Brief 1: Please output the part of the Spectacle startup thread between "(In reply to" and "support on startup.", inclusive, copied word for word.

By "above mentioned quirk" in the reproduce steps I meant the thing about the discrete GPU coming before the integrated one in the additional information section, oops.
Yeah, I've seen this myself. The problem is probably coming from KPipeWire which is used to do recording and determine which codecs are supported and which encoder to use (automatically uses hardware encoding if available for the selected format). Perhaps there's a faster way to determine which codecs are available than whatever KPipeWire is doing or perhaps we need to find some way to delay the loading of KPipeWire's PipeWireRecord in Spectacle's VideoPlatformWayland so that it's only used when users want to record. Or maybe the problem isn't either, but PipeWireRecord is doing something it doesn't need to do on creation?
For what it's worth vainfo has 3 options for the --display command line option it has, which are wayland, x11 and drm. The wayland (default) and x11 options both return the integrated GPU, but the drm option returns the discrete GPU (and also has that same delay where the discrete GPU needs to wake up first).
(In reply to Prajna Sariputra from comment #3) > For what it's worth vainfo has 3 options for the --display command line > option it has, which are wayland, x11 and drm. The wayland (default) and x11 > options both return the integrated GPU, but the drm option returns the > discrete GPU (and also has that same delay where the discrete GPU needs to > wake up first). Interesting and might have problematic implications for startup optimization or ease of use. FWIW, I only have an integrated AMD GPU on my laptop, but I still definitely noticed that spectacle's startup has gotten slower, so there might be more going on. It would be unfortunate if there was no fast way to check for hardware encoding support on startup.

Input records:
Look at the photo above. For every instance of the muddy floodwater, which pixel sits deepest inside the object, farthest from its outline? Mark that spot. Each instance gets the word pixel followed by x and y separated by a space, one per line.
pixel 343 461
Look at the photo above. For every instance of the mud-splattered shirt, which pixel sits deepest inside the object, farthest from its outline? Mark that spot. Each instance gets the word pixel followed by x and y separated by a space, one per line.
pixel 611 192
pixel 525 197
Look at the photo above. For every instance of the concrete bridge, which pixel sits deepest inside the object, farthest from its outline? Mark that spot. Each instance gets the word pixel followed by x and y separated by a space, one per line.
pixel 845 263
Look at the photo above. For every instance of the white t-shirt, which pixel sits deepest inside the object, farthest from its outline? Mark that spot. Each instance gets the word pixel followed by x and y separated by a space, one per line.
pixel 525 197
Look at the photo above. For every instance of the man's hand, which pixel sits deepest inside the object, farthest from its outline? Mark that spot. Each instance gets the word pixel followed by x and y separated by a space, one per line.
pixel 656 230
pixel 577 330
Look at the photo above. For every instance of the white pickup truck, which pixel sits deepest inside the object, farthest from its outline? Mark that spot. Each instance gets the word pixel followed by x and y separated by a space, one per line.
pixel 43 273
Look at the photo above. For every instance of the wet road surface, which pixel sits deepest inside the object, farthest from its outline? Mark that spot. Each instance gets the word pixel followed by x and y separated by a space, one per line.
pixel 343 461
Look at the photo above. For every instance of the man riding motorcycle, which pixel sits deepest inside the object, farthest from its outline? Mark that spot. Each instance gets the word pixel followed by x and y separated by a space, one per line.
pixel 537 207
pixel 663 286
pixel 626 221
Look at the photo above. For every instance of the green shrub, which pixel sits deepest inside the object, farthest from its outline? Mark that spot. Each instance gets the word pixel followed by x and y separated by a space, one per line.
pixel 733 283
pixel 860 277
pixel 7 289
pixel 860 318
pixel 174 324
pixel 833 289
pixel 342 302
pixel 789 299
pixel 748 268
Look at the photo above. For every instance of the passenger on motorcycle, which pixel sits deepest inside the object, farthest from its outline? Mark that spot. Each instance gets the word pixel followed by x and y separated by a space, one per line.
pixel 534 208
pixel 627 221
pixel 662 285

Brief 2: Pick out each line in the entries above that contains the word "white", and copy those lines unchanged.

Full solution 1:
(In reply to Prajna Sariputra from comment #3) > For what it's worth vainfo has 3 options for the --display command line > option it has, which are wayland, x11 and drm. The wayland (default) and x11 > options both return the integrated GPU, but the drm option returns the > discrete GPU (and also has that same delay where the discrete GPU needs to > wake up first). Interesting and might have problematic implications for startup optimization or ease of use. FWIW, I only have an integrated AMD GPU on my laptop, but I still definitely noticed that spectacle's startup has gotten slower, so there might be more going on. It would be unfortunate if there was no fast way to check for hardware encoding support on startup.

Full solution 2:
Look at the photo above. For every instance of the white t-shirt, which pixel sits deepest inside the object, farthest from its outline? Mark that spot. Each instance gets the word pixel followed by x and y separated by a space, one per line.
Look at the photo above. For every instance of the white pickup truck, which pixel sits deepest inside the object, farthest from its outline? Mark that spot. Each instance gets the word pixel followed by x and y separated by a space, one per line.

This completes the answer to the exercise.